Exercise instructions: Continue the news report on the Vermont vaccine exemption bill, starting right after its last sentence.

Page text:
»»

On Last Day of Legislature, Senate Takes One More Shot at Vaccine Bill
Turns out Vermonters won't have to find Jesus in order to get out of vaccinating their school-bound children.
But they will have to sign a form every year declaring that they understand their un-immunized kids could inadvertently sicken — or even kill — another child.
That was the compromise agreed to at the Statehouse on the final day of the 2012 legislative session on Saturday.
The bill passed Saturday maintains the philosophical and religious exemptions. But it will require parents to provide schools and day care providers with a signed statement — every year — declaring, among other things, that they understand:
"There are persons with special health needs attending schools and child care facilities who are unable to be vaccinated or who are at heightened risk of contracting a vaccine-preventable communicable disease and for whom such a disease could be life-threatening."
Sen. Phillip Baruth (D-Chittenden, pictured) called that language "coercive" and said it forces parents annually to "certify that their actions could endanger other kids."
"We're basically saying, 'We would like to take your rights away. We're not going to do it, but we're going to make you sign a form saying we were right all along,'" Baruth said.

««

Records shown:
»»

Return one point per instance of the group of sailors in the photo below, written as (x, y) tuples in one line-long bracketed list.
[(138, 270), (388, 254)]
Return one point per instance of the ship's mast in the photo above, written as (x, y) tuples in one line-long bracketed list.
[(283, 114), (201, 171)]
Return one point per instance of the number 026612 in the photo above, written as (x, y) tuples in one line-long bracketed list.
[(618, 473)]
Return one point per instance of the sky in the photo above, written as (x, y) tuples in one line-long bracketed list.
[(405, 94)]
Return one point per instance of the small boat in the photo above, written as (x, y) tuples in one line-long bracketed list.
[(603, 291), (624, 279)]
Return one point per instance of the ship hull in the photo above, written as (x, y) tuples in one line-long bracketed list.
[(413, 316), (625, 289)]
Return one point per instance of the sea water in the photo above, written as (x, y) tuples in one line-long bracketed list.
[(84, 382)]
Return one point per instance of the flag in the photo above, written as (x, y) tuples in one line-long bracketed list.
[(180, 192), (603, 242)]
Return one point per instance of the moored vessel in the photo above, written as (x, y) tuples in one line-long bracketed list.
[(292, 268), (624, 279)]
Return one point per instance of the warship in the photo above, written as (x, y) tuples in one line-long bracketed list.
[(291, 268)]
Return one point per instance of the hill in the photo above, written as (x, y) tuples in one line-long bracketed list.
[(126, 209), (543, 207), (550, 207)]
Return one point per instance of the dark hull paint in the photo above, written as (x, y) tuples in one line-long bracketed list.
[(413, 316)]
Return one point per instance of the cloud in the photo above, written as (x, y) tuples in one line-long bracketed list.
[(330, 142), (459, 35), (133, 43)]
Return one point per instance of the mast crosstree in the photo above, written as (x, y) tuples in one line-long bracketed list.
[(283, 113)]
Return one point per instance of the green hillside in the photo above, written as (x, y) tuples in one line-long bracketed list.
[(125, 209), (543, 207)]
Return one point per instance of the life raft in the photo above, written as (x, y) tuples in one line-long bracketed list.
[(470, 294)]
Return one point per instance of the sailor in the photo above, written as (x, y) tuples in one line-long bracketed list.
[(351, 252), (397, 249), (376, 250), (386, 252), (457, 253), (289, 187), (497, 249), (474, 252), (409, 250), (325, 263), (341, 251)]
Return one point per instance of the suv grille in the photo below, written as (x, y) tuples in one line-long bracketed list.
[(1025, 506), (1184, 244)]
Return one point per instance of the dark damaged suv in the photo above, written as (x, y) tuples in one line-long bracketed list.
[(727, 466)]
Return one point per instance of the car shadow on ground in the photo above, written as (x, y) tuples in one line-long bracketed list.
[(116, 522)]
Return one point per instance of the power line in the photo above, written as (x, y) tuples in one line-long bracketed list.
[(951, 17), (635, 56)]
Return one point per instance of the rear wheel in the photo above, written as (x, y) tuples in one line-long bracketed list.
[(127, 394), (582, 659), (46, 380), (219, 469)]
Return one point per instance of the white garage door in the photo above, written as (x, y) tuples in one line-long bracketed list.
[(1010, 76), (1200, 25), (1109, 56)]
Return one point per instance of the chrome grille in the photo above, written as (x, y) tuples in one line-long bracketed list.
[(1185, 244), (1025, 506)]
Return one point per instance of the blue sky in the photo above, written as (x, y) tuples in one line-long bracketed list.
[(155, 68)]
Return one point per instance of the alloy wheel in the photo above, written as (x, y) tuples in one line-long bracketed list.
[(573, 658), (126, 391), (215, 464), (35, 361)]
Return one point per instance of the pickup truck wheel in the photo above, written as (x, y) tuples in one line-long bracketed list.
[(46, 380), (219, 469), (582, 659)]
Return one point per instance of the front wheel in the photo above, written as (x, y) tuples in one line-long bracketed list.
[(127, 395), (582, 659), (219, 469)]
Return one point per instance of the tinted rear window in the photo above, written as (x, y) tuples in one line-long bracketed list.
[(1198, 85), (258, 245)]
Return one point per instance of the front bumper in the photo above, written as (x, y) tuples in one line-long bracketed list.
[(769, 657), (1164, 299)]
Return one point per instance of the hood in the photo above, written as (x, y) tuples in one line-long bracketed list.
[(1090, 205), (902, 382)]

««

Exercise output:
The backdrop for Baruth's comments: The Senate voted 26-4 earlier in the session to abolish the philosophical exemption from Vermont's vaccine law — a response to new outbreaks of vaccine-preventable diseases like whooping cough. Under pressure from parents' rights groups, the House restored the exemption in its version of the bill. In the final compromise bill, Senate and House negotiators settled on maintaining both exemptions, but making parents who claim them sign off that they understand the risks of not vaccinating their kids.
Baruth was one of four senators to vote "no" on the original bill removing the exemption. On Saturday, the Senate passed the compromise version 20-5 but not before senators had one more chance to sound off on the issue.
Baruth wondered aloud whether signing the disclaimer form could expose parents who claim exemptions to criminal liability should their child actually cause another kid to get sick or die. Sen. Peg Flory (R-Rutland), an attorney, assured Baruth that the office of Legislative Council had reviewed that question and determined there was no potential for parents to be charged with child endangerment.
Flory also shared a personal story about her own son that illustrated just the scenario addressed by the new statement parents must sign. Flory's son has Crohn's disease, an autoimmune disorder, and she said his first round of DPT vaccine — for diphtheria, pertussis (whooping cough) and tetanus — "close to killed him."
So her son, who is now grown with kids, received a medical exemption for the rest of his childhood vaccines. Back then, Flory said she didn't worry much about her child contracting a vaccine-preventable disease because immunization rates were higher. But if all that had happened today, Flory predicted she "wouldn't now have three grandchildren."
"Sometimes you need to protect people who, through no fault of their own, cannot protect themselves," said Flory, who voted 'yes' on the compromise bill.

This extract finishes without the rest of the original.